**Texte de la page:**
──────────

Ahmad Albasheer, de l’humour acide pour réformer l’Irak

Le présentateur vedette du premier show satirique étrille les politiciens et brave les menaces de mort pour améliorer le futur d’un pays qu’il a dû fuir.

« Ils ont détruit ma vie, mais ils ont peur de mes blagues, ça veut dire qu’en un sens, j’ai gagné ! » affirme Ahmad Albasheer. Photo Sebastian Castelier

« Parfois, je me sens aussi seul qu’un chasseur face à un troupeau d’éléphants », lâche Ahmad Albasheer, en allumant sa première cigarette, installé dans son bureau sécurisé de la capitale jordanienne. Depuis quatre ans, le présentateur de l’émission de télévision satirique irakienne Albasheer Show se bat contre les dirigeants de son pays. Chaque vendredi, devant sept millions de téléspectateurs, il étrille indistinctement hommes politiques, dignitaires religieux et groupes terroristes, à grand renfort de blagues à double sens et de sketches corrosifs.
Son audace lui vaut d’être devenu, en quelques années, le présentateur préféré des jeunes Irakiens. 85 % des 25 000 visiteurs mensuels de la page Facebook du Albasheer Show ont moins de trente ans. « Ahmad est comme un guide pour nous. Il nous apprend beaucoup de choses sur les politiciens et nous conduit sur la bonne voie », raconte Nameer Alashiar, un Baghdadi de 25 ans, rencontré au tournage du 5e épisode de cette nouvelle saison, spécialement dédiée aux élections législatives du 12 mai.

« Président de la République Albasheer »

──────────

**Extraits de données:**
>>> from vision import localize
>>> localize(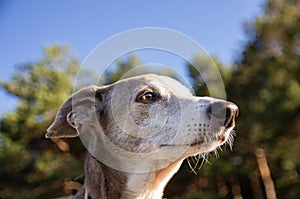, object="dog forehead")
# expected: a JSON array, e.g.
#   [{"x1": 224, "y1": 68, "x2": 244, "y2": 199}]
[{"x1": 114, "y1": 74, "x2": 192, "y2": 96}]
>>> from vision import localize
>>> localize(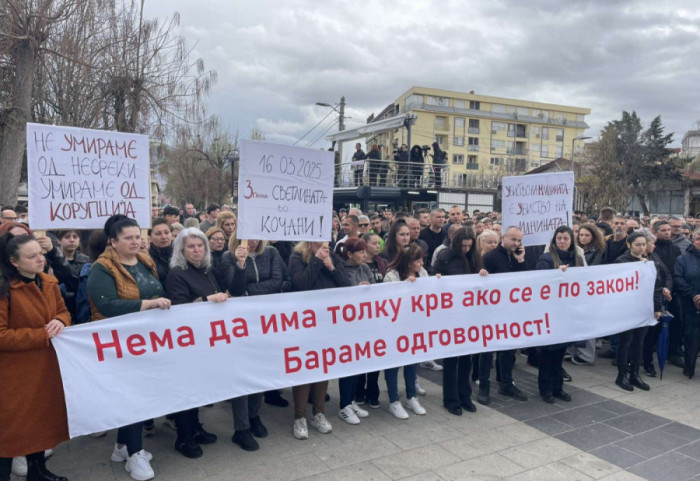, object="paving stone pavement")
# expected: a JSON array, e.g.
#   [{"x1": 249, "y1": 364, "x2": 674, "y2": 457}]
[{"x1": 13, "y1": 348, "x2": 700, "y2": 481}]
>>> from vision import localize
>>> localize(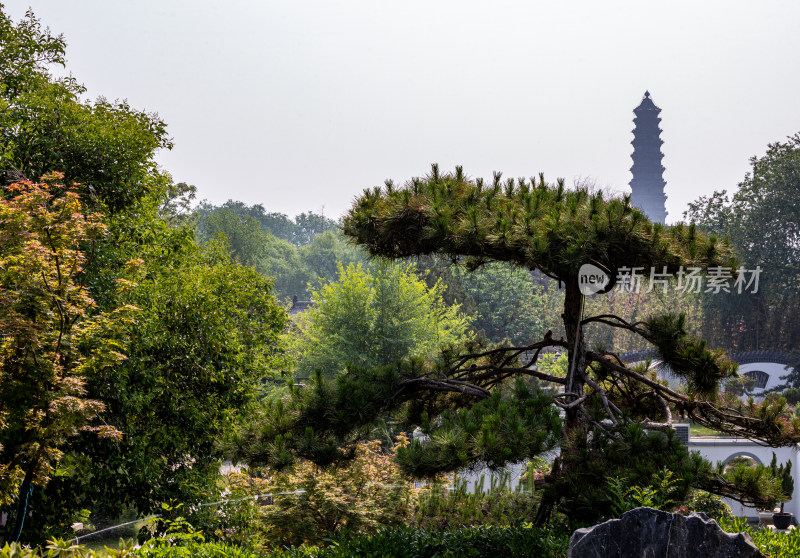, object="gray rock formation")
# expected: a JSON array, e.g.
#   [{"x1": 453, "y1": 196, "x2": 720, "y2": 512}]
[{"x1": 567, "y1": 508, "x2": 764, "y2": 558}]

──────────

**Consigne 1:** Recopiez l’article sur Ahmad Albasheer de « Le présentateur vedette » à « qu’il a dû fuir. », en substituant « élus » à « politiciens ».
**Consigne 2:** Poursuivez l’article sur Ahmad Albasheer à partir de sa dernière ligne.

**Résultat 1:**
Le présentateur vedette du premier show satirique étrille les élus et brave les menaces de mort pour améliorer le futur d’un pays qu’il a dû fuir.

**Résultat 2:**
Depuis le début de la campagne électorale, Ahmad Albasheer est devenu, sur la Toile, « président de la République Albasheer ». Le trentenaire s’amuse de ce surnom : « Dans chaque épisode, je tiens un discours à l’intention de mes concitoyens. Je leur rappelle que toutes les vies se valent, qu’il n’y a pas de différence entre les chiites et les sunnites, et qu’il faut être ouvert d’esprit », sourit-il, malicieusement. En Irak, certains jeunes portent même des tee-shirts à l’effigie de la « République Albasheer ».
Ils sont peu parmi sa communauté de fans à connaître son histoire personnelle, quand Ahmad Albahseer vivait à Bagdad et qu’il travaillait comme correspondant de presse. C’est pour fuir les menaces de mort à répétition qu’il décide, en 2011, de se réfugier en Jordanie. Sur Facebook, il rencontre Hussam Hadi, propriétaire d’une société de production pour la télévision irakienne. Les deux hommes, mus à cette époque par le même désir d’améliorer l’Irak, entreprennent de collaborer.
À l’été 2014, Ahmad commence à diffuser sur YouTube quelques sketches visant à ridiculiser les combattants du groupe État islamique, alors à leur apogée. Face au succès rencontré par ces clips vidéo, le comédien imagine un show télévisé, sur le modèle du Daily Show américain de Jon Stewart. Désormais diffusé sur la branche arabe de la chaîne allemande Deutsche Welle, Ahmad Albasheer se détourne des jihadistes et déverse sa critique acide sur la corruption qui gangrène son pays. Pour cette saison dédiée aux élections, il épingle les discours changeants et mensongers des 6 981 candidats.

Vengeance personnelle
Désormais fort d’une audience considérable, Ahmad ne cherche plus à taire la haine qu’il porte à l’égard de ceux qui ont détruit sa vie en Irak. Son père, enlevé par les membres d’el-Qaëda, est mort sous la torture. « C’est de leur faute si j’ai aussi perdu mon frère, mon oncle, mon cousin. Une partie de tout ce que je fais est une vengeance personnelle. Maintenant, ces gens ont peur de mes blagues, ça veut dire qu’en un sens, j’ai gagné ! » lance Ahmad Albasheer.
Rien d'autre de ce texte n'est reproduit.